Exercise objective:
Though the entries contain pictures, the copy you make should hold only the rest, exactly as written.

Source records:
____

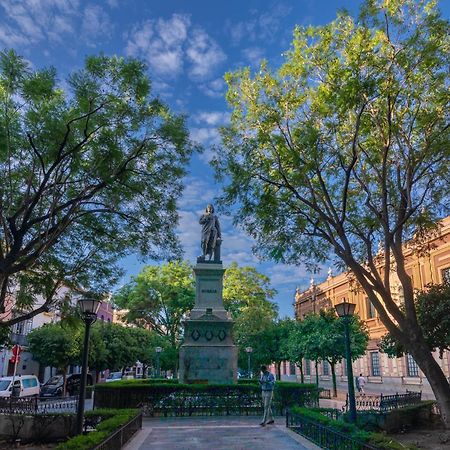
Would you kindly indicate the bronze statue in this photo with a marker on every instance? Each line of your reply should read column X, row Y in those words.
column 211, row 235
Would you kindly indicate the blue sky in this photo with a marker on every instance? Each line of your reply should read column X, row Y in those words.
column 188, row 45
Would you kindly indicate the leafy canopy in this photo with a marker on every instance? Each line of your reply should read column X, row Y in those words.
column 90, row 171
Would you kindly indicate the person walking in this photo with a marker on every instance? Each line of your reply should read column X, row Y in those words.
column 267, row 383
column 361, row 383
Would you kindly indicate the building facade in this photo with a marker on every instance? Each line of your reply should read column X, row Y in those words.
column 384, row 374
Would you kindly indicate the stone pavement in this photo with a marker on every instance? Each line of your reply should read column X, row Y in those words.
column 218, row 433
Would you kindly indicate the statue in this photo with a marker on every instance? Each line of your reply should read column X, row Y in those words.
column 211, row 235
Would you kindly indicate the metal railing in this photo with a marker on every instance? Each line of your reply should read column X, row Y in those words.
column 383, row 403
column 325, row 437
column 33, row 405
column 120, row 437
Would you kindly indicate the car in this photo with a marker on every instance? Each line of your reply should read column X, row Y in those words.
column 54, row 386
column 23, row 386
column 114, row 376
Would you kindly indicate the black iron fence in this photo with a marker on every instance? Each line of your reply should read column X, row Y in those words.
column 119, row 438
column 33, row 405
column 323, row 436
column 383, row 403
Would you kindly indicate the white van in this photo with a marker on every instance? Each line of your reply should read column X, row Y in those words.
column 24, row 386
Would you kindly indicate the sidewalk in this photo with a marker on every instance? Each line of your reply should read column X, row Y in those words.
column 219, row 433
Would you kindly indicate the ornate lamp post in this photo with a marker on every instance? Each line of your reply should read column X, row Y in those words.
column 89, row 308
column 345, row 310
column 249, row 351
column 158, row 351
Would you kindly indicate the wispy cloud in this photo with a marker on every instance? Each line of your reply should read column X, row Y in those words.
column 170, row 45
column 260, row 27
column 30, row 22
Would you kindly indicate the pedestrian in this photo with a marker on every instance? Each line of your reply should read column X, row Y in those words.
column 361, row 383
column 267, row 382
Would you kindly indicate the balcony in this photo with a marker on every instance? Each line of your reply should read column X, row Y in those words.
column 20, row 339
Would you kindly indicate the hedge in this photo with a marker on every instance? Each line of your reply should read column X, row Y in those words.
column 183, row 399
column 379, row 440
column 109, row 421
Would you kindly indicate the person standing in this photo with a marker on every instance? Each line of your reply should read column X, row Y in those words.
column 267, row 383
column 361, row 383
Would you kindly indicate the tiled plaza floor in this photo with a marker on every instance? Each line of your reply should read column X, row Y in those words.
column 215, row 433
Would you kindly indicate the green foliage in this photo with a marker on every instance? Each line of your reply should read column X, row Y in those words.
column 346, row 147
column 158, row 297
column 91, row 170
column 55, row 345
column 433, row 313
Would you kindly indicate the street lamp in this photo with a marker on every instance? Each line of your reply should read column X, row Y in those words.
column 158, row 351
column 249, row 351
column 345, row 310
column 89, row 308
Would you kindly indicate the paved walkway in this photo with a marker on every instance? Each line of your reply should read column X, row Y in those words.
column 218, row 433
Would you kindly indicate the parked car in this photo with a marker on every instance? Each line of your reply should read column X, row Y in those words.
column 114, row 376
column 24, row 386
column 54, row 386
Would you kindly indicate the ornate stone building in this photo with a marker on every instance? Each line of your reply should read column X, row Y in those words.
column 384, row 374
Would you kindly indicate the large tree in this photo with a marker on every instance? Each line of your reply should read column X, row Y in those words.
column 91, row 170
column 345, row 150
column 158, row 297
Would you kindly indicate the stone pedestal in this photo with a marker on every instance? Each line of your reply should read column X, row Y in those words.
column 208, row 354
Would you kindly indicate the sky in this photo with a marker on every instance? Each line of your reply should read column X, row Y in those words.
column 188, row 45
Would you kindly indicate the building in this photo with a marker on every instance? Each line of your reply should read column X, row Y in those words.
column 384, row 374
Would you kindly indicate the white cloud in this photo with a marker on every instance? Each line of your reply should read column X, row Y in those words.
column 214, row 88
column 30, row 22
column 261, row 27
column 204, row 54
column 213, row 118
column 96, row 23
column 170, row 45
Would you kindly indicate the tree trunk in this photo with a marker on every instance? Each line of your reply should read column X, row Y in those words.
column 333, row 377
column 435, row 376
column 64, row 371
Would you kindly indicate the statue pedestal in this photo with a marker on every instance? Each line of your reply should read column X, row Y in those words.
column 208, row 354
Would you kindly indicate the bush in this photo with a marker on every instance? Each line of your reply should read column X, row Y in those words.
column 185, row 398
column 109, row 421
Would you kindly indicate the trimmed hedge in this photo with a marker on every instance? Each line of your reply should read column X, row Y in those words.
column 379, row 440
column 109, row 421
column 183, row 399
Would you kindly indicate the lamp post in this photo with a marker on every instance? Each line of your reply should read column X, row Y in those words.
column 158, row 351
column 89, row 308
column 345, row 310
column 249, row 351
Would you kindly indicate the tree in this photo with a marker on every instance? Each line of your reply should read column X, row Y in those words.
column 433, row 314
column 158, row 297
column 344, row 150
column 271, row 344
column 90, row 172
column 247, row 295
column 55, row 345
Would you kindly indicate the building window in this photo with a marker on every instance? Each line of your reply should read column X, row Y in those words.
column 344, row 367
column 446, row 275
column 371, row 312
column 375, row 364
column 291, row 368
column 307, row 367
column 412, row 369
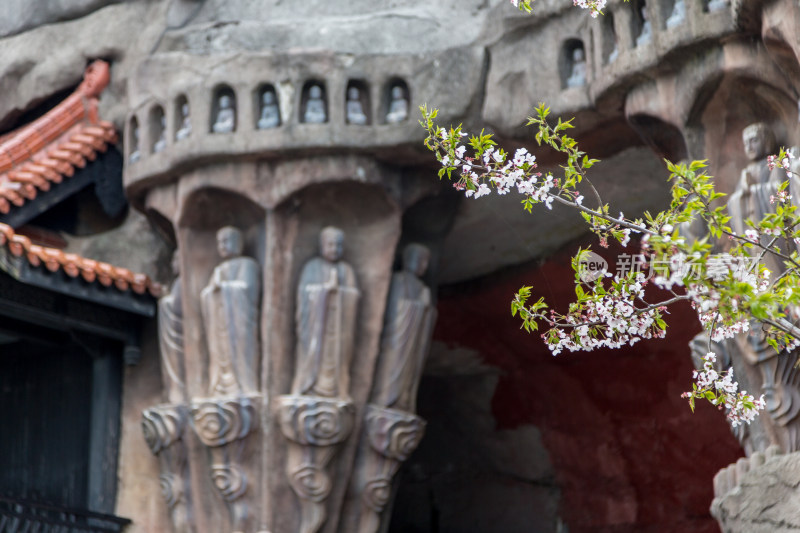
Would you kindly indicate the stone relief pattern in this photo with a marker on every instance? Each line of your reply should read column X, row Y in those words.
column 391, row 428
column 319, row 414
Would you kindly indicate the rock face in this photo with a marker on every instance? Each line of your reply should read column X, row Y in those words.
column 187, row 94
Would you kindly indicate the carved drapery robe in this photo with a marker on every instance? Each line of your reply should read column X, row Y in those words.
column 327, row 301
column 230, row 312
column 170, row 334
column 410, row 317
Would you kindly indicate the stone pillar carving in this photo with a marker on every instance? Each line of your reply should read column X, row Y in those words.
column 318, row 414
column 222, row 425
column 224, row 420
column 163, row 425
column 170, row 337
column 230, row 312
column 391, row 428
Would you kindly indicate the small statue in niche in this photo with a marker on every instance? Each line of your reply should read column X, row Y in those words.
column 678, row 14
column 230, row 313
column 226, row 116
column 315, row 106
column 135, row 154
column 577, row 77
column 161, row 143
column 270, row 115
column 327, row 302
column 186, row 123
column 646, row 34
column 398, row 107
column 355, row 111
column 170, row 336
column 410, row 316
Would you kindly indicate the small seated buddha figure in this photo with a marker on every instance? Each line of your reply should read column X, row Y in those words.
column 226, row 116
column 315, row 107
column 161, row 142
column 578, row 76
column 135, row 154
column 398, row 107
column 678, row 14
column 717, row 5
column 270, row 115
column 186, row 123
column 646, row 34
column 355, row 111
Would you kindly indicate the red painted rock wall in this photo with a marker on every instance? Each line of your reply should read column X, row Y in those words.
column 628, row 454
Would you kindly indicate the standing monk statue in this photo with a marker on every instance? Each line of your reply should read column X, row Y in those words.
column 170, row 336
column 327, row 302
column 410, row 316
column 230, row 312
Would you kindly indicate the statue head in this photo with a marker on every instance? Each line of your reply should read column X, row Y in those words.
column 416, row 258
column 229, row 242
column 331, row 243
column 758, row 140
column 176, row 263
column 397, row 93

____

Answer box:
Would you kindly indicate the bronze statue in this photo with a marker on every instance? Each line of your reply should read column X, row Y in those words.
column 211, row 235
Would you kindly indicate the blue sky in this photo with a marker on every instance? Each line of your reply should read column X, row Y in those words.
column 188, row 45
Would you kindly indicate the leafy canopy in this photo with a marker on every instance? Each line of your reply should read column X, row Y in those words.
column 90, row 171
Would you kindly indicate the person walking in this photo with a marker on every instance? Each line of your reply should read column X, row Y in those words.
column 267, row 383
column 361, row 383
Would you kindly indicate the building facade in this photo with a marker on every instance? Each line of your reply should read column X, row Y in those words.
column 384, row 374
Would you kindly indicate the stone pavement in this photo with a marker on every instance? Each line of your reply should read column X, row Y in those words.
column 218, row 433
Would you kindly indicate the statue in this photo with a marker on every instance? Each line of your reply should read column X, row Y in those words.
column 211, row 235
Would you kindly indicate the metal railing in this photo with a marker on every instance? Each line of your reply should read column X, row Y in those words.
column 383, row 403
column 325, row 437
column 33, row 405
column 120, row 437
Would you kindly indicate the car in this photo with a marker on every instance? Each line of your reply should read column X, row Y in those words.
column 54, row 386
column 23, row 386
column 114, row 376
Would you kindly indicate the black iron fence in this photo with a marker on every instance? Each line of your reply should read column X, row Y in those words.
column 119, row 438
column 33, row 405
column 323, row 436
column 383, row 403
Would you kindly indicate the white van in this photo with a marker on every instance? Each line of your reply should read column X, row Y in those words.
column 24, row 386
Would you kindly indicate the sidewalk in this photo with a marker on every instance? Each line of your reply should read column X, row Y in those words.
column 219, row 433
Would you kindly indicate the ornate lamp post in this photo with a marker on every instance? Each line of your reply should read column X, row Y in those words.
column 89, row 308
column 345, row 310
column 249, row 351
column 158, row 351
Would you kindly indicate the wispy cloud in this photo with a marker on every instance? Each line of your reply should read column X, row Y in those words.
column 170, row 45
column 260, row 27
column 30, row 22
Would you kindly indicate the pedestrian in this photo with a marker on every instance? Each line of your reply should read column X, row Y in those words.
column 361, row 383
column 267, row 382
Would you kindly indicate the balcony in this photo with a marker on every instance? Each line of your reply should read column X, row Y in those words.
column 20, row 339
Would you kindly indicate the hedge in this photo with a marker on every instance? Each line of your reply should read column X, row Y in those words.
column 183, row 399
column 379, row 440
column 109, row 421
Would you kindly indicate the person standing in this photo with a marker on every instance? Each line of your reply should read column X, row Y in those words.
column 267, row 383
column 361, row 383
Would you kindly indicate the tiled plaza floor in this photo with a marker on every instance? Each line of your reply should read column X, row Y in those words.
column 215, row 433
Would you kindly indicate the green foliage in this photo with a marker on every instance? Each line of your reply should read column X, row Y in those words.
column 346, row 147
column 158, row 297
column 91, row 170
column 55, row 345
column 433, row 313
Would you kindly indicate the street lamp in this photo with a marker on every instance? Each line of your reply should read column X, row Y in those words.
column 158, row 351
column 249, row 351
column 345, row 310
column 89, row 308
Would you kindly indicate the paved walkway in this photo with a marker on every instance? Each line of your reply should read column X, row Y in those words.
column 218, row 433
Would you kindly indicate the parked car in this photo with a marker on every instance? Each line of your reply should read column X, row Y in those words.
column 114, row 376
column 24, row 386
column 54, row 386
Would you kindly indicate the ornate stone building in this photo with a marker on every instance? Each line of your reply should read column X, row Y in those words.
column 384, row 374
Would you kindly indicate the large tree in this photo with a marker on every instance? Each line of your reply should read column X, row Y in those words.
column 91, row 170
column 345, row 150
column 158, row 297
Would you kindly indicate the stone pedestal in this photo with a marker on every instance? Each line of your reply should read column X, row Y in those words.
column 208, row 354
Would you kindly indicate the sky in this photo with a marker on every instance? Each line of your reply should read column X, row Y in those words.
column 188, row 45
Would you kindly indicate the building in this photo with a marker on every instance? Each line of your reply should read column X, row Y in those words.
column 384, row 374
Would you kindly indicate the white cloud in this photo with a marker on every instance? Each line of your reply should read column X, row Y in those words.
column 214, row 88
column 30, row 22
column 261, row 27
column 204, row 54
column 213, row 118
column 96, row 23
column 170, row 45
Would you kindly indicate the tree trunk in this photo with a marker on every instance? Each line of your reply should read column X, row Y in those words.
column 333, row 377
column 435, row 376
column 64, row 371
Would you kindly indicate the statue pedestal in this photo with a marker on every instance? Each line of your reply should read column X, row Y in those words.
column 208, row 354
Would you kindly indicate the bush in this photo with a marker on every instance? Each line of your reply should read column X, row Y in those words.
column 185, row 398
column 109, row 421
Would you kindly indicate the trimmed hedge in this photo with a marker on every instance? Each line of your reply should read column X, row Y in those words.
column 379, row 440
column 109, row 421
column 183, row 399
Would you kindly indicate the lamp post in this photo with a marker on every instance? Each line of your reply should read column X, row Y in those words.
column 158, row 351
column 89, row 308
column 345, row 310
column 249, row 351
Would you kindly indicate the tree in this photo with a marker on every instance? Each line of your reply should read column X, row Y in those words.
column 433, row 314
column 158, row 297
column 344, row 150
column 271, row 344
column 90, row 172
column 247, row 295
column 55, row 345
Would you kindly indicate the building window in this photo with a marker on every instance? Each line of your reply should read column X, row Y in those words.
column 344, row 367
column 446, row 275
column 371, row 312
column 375, row 364
column 291, row 368
column 307, row 367
column 412, row 369
Would you kindly indicate the stone relief pattern in this photo with a marker on every instance? Each line of your reply should read column X, row Y in those words.
column 391, row 428
column 319, row 414
Would you kindly indicate the rock face in this photo with a marker on every instance? Each line of your reply should read column X, row Y in those words.
column 187, row 94
Would you kindly indicate the carved drapery robe in this photo with a marker on every instance? Each line of your reply should read column X, row Y in those words.
column 327, row 301
column 230, row 312
column 170, row 334
column 410, row 317
Would you kindly indicate the stone pillar carving in this photo with a marker on every instance? Each line of your reply should read column X, row Y in those words.
column 318, row 414
column 222, row 425
column 224, row 420
column 163, row 425
column 170, row 337
column 230, row 312
column 391, row 428
Would you kindly indicate the small statue in niche in this photo with a marker on every instance? Each line of your reply should read column X, row Y in those words.
column 678, row 14
column 230, row 313
column 226, row 116
column 315, row 106
column 135, row 154
column 577, row 77
column 161, row 143
column 270, row 115
column 327, row 302
column 186, row 123
column 646, row 34
column 398, row 107
column 355, row 111
column 170, row 336
column 410, row 316
Would you kindly indicate the small seated buddha figure in this photo with a marker on every instance? Each line of your reply should read column X, row Y in those words.
column 226, row 116
column 315, row 107
column 161, row 142
column 578, row 76
column 135, row 154
column 398, row 107
column 678, row 14
column 717, row 5
column 270, row 115
column 186, row 123
column 646, row 34
column 355, row 111
Would you kindly indicate the red painted rock wall in this photo with a marker on every instance? Each line of your reply should read column X, row Y in those words.
column 628, row 454
Would you kindly indicate the standing monk statue in this photo with a marker on every instance? Each line of your reply should read column X, row Y in those words.
column 170, row 336
column 327, row 302
column 410, row 316
column 230, row 312
Would you kindly indicate the statue head in this photo with a marker on every instance? Each line of your reply should read column X, row Y in those words.
column 416, row 258
column 229, row 242
column 331, row 243
column 758, row 140
column 176, row 263
column 397, row 93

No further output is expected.